◆ Short task A: Report every line of the entries that contains the word "floor", treating uppercase and lowercase letters as different.

◆ Passage given:
§ §

Software developers face constant challenges. Not only must their code be functionally correct, it must also be reliable. In addition, competition among software vendors has taken software quality to significantly higher levels. Producing high-quality code has become one of the core requirements in the software industry today as it differentiates leading software vendors from the rest of the field.

Software development in the embedded world, however, presents a unique set of challenges.

Whether they realize it or not, millions of people throughout the world use some form of an embedded system in their daily activities. Cell phones and MP3 players are good examples. Wouldn't it be nice to have a top of the line cell phone or MP3 player for half the cost? Who wouldn't love to own an 80-GB MP3 player that could slip nicely into a coat pocket for the price of a toaster?

One of the major considerations in the design of embedded systems is cost. Reducing cost becomes a major requirement when a system is produced on an ever-increasing scale. One way to reduce cost is to limit the amount of memory available within a device. A large amount of memory is considered a luxury when it comes to designing embedded systems.

With the cost issue in mind, embedded software developers are required to write efficient code, constantly adhering to code size and performance. This becomes quite a challenge for engineers developing operating systems. Scheduling complex algorithms to achieve correct functionality is a burden in itself, and as the number of tasks increases, protecting the data and functionality of one task from the other tasks becomes critically important. Needless to say, a bug in one task could eventually corrupt the entire system.

What is Virtual Memory?

As the name suggests, virtual memory (VM) creates the illusion of an unlimited amount of memory. It allows multiple processes with memory needs larger than the physical memory itself to run simultaneously on a processor. With virtual memory, a 16MB program can run on a 4MB system for example.

It's not uncommon to want to run multiple processes with sizes that are much larger than the memory available on that processor. But at any given time, only a portion of those programs are active, so main memory need not contain the entire collection of processes at all times. Processes that do not fit in physical memory are stored in a disk. Main memory can act as a "cache" containing the active portion of one program, leaving the others to reside on disk.

Figure 1. Memory hierarchy and corresponding access times.

§ §

◆ Records supplied:
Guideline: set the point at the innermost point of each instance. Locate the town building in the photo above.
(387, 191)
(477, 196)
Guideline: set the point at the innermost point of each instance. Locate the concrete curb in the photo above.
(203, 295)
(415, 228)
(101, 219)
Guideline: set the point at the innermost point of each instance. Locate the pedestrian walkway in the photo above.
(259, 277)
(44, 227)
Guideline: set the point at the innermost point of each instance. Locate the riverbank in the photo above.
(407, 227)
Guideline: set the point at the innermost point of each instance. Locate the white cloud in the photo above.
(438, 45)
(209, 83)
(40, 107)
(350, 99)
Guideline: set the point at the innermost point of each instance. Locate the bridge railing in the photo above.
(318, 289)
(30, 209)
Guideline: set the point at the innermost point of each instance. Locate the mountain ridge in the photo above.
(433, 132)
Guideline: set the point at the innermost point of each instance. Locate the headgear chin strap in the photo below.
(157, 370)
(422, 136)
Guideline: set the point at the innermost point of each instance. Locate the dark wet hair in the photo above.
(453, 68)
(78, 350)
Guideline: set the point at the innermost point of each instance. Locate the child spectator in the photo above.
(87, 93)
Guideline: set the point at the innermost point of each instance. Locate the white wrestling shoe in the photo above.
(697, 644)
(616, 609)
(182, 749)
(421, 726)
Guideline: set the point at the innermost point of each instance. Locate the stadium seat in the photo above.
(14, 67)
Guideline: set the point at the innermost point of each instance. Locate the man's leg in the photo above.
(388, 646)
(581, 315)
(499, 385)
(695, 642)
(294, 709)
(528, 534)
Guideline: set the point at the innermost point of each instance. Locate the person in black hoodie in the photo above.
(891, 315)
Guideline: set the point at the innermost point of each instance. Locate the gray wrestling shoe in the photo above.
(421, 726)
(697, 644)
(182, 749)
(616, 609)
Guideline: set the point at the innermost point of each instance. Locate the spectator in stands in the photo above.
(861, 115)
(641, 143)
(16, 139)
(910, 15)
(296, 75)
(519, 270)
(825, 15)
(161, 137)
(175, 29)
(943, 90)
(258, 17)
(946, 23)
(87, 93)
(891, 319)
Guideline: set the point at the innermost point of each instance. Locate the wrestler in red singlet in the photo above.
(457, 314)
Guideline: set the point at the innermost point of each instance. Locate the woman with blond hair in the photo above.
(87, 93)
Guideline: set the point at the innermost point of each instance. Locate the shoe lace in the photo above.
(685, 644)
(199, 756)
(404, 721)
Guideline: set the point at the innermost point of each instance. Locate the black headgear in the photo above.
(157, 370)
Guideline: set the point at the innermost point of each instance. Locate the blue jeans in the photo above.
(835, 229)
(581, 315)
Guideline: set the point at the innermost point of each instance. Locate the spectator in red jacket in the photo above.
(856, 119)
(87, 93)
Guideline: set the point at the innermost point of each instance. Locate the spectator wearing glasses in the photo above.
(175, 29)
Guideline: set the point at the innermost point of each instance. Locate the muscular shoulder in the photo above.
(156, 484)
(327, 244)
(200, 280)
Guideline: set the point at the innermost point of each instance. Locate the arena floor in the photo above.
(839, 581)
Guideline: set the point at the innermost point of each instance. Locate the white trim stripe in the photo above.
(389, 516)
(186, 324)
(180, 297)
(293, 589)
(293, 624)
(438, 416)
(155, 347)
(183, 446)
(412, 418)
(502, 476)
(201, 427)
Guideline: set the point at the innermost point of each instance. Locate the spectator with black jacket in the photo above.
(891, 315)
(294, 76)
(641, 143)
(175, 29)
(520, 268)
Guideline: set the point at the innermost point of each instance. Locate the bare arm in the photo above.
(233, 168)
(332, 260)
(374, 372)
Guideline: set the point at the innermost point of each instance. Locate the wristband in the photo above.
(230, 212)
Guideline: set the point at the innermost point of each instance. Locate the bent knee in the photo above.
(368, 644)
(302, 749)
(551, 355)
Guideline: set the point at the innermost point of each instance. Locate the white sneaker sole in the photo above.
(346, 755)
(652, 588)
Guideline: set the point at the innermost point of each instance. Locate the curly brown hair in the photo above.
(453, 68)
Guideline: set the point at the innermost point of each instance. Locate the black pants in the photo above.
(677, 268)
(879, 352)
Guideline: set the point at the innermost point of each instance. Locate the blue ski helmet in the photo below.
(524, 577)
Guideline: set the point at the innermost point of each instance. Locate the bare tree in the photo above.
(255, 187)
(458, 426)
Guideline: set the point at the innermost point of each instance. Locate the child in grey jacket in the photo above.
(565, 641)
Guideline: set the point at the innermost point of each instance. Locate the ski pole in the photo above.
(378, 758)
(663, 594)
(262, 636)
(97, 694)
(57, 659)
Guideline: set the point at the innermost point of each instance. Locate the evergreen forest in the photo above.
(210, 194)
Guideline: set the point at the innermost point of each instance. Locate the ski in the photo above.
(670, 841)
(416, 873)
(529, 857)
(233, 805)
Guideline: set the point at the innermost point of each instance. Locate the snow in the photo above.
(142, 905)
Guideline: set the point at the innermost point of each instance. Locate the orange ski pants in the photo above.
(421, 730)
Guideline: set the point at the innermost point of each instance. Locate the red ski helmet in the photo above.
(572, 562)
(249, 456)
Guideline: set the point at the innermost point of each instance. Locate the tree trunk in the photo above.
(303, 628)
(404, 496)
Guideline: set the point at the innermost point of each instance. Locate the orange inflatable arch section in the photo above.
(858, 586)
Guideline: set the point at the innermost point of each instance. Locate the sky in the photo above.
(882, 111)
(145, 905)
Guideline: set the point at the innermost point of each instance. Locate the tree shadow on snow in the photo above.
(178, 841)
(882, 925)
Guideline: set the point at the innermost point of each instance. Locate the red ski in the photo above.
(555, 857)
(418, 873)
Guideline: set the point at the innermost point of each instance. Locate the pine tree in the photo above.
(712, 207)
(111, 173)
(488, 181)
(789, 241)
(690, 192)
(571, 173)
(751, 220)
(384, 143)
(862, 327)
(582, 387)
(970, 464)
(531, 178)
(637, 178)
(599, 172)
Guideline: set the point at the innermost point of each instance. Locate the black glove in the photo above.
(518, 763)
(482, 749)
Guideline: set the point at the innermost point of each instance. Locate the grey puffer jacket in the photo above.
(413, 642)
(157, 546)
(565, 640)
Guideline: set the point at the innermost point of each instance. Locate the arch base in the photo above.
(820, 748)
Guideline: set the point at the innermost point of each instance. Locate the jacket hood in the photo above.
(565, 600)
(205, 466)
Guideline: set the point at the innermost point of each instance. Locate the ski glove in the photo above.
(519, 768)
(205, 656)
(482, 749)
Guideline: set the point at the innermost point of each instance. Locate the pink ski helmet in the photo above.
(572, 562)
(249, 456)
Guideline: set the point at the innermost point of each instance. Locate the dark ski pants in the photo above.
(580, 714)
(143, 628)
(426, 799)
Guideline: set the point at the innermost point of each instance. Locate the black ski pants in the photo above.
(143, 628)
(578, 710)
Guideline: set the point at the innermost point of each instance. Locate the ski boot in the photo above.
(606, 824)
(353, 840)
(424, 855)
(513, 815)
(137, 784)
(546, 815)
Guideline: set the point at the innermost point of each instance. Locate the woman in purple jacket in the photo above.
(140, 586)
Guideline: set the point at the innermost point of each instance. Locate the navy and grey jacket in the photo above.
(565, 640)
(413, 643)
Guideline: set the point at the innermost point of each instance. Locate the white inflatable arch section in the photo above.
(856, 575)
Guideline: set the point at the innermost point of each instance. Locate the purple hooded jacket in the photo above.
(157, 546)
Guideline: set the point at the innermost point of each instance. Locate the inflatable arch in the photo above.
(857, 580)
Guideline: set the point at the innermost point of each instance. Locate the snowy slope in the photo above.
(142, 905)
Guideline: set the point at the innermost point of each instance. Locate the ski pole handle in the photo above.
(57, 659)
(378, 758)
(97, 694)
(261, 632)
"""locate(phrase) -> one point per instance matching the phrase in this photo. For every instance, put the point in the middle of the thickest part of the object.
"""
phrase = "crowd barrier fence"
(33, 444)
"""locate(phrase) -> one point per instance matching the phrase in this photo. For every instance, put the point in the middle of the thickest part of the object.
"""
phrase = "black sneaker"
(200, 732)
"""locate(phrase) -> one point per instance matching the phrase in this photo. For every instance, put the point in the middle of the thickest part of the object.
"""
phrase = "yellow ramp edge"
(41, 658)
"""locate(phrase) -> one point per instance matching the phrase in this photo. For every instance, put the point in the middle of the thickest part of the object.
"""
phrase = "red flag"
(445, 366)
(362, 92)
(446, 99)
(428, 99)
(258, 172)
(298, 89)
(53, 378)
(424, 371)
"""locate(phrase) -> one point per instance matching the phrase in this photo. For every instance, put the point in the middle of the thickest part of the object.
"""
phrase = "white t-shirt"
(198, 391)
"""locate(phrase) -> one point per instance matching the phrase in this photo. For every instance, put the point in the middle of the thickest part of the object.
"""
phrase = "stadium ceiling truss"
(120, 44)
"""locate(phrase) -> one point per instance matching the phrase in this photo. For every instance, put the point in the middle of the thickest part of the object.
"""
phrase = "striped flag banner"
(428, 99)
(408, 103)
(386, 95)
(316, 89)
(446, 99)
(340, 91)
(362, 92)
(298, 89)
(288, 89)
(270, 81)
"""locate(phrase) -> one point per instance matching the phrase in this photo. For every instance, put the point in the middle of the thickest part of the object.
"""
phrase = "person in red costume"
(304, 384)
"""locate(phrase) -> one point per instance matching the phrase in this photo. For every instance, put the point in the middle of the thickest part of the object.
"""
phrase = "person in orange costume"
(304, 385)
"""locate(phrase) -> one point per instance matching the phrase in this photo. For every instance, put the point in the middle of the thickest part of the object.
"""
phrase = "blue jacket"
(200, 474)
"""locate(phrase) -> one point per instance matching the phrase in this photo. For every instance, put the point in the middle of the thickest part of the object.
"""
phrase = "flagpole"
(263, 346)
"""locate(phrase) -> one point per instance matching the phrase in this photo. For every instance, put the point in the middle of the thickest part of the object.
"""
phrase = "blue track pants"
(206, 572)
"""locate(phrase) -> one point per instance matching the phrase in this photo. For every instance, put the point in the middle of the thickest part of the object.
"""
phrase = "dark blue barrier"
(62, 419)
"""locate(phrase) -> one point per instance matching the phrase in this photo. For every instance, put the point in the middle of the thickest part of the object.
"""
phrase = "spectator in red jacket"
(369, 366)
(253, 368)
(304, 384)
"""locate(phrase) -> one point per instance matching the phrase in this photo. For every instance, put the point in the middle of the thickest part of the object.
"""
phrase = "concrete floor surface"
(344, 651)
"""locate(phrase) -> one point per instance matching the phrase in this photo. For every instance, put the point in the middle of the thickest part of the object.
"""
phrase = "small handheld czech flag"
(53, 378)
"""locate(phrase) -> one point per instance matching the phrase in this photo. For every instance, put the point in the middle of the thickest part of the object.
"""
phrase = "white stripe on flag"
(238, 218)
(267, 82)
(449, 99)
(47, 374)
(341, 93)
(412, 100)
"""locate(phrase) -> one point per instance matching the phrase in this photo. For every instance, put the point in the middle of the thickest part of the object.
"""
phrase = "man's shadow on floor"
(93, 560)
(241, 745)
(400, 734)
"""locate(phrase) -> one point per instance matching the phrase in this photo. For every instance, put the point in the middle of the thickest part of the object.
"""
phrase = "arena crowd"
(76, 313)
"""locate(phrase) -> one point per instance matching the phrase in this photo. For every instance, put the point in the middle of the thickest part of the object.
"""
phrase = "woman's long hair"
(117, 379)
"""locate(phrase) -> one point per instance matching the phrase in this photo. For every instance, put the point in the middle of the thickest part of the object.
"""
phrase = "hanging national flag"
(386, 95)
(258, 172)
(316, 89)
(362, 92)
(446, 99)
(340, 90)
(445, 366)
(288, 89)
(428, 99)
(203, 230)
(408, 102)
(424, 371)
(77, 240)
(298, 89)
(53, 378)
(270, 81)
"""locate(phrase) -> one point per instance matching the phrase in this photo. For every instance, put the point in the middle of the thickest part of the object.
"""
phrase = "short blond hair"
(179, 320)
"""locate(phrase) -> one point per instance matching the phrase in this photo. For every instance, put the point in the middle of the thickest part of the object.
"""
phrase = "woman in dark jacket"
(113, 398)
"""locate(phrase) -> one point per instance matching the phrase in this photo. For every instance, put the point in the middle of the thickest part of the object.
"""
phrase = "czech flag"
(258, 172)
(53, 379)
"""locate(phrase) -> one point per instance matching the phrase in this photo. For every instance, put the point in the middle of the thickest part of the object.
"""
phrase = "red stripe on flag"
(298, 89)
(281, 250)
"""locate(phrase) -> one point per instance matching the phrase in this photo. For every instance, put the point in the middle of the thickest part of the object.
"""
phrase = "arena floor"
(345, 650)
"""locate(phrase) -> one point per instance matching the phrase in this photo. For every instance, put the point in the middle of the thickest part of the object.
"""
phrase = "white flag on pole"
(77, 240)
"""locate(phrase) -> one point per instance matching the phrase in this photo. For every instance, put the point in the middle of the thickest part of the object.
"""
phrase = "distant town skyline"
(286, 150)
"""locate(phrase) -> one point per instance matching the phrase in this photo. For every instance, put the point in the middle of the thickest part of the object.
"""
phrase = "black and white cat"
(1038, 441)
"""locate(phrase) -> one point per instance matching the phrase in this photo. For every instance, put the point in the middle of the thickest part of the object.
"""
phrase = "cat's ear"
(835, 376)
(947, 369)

§ §

◆ Short task B: Decide whether each statement agrees with the passage on embedded software and virtual memory, answering yes or no and quoting the passage's deciding words: (i) virtual memory can let a 16MB program run on a 4MB system; (ii) processes that do not fit in physical memory are kept in main memory; (iii) a large amount of memory is treated as a standard feature in embedded system design.

◆ Exercise output A:
Guideline: set the point at the innermost point of each instance. Locate the arena floor in the photo above.
phrase = "concrete floor surface"
phrase = "man's shadow on floor"
phrase = "arena floor"

◆ Exercise output B:
(i) Yes: "With virtual memory, a 16MB program can run on a 4MB system for example."
(ii) No: "Processes that do not fit in physical memory are stored in a disk."
(iii) No: "A large amount of memory is considered a luxury when it comes to designing embedded systems."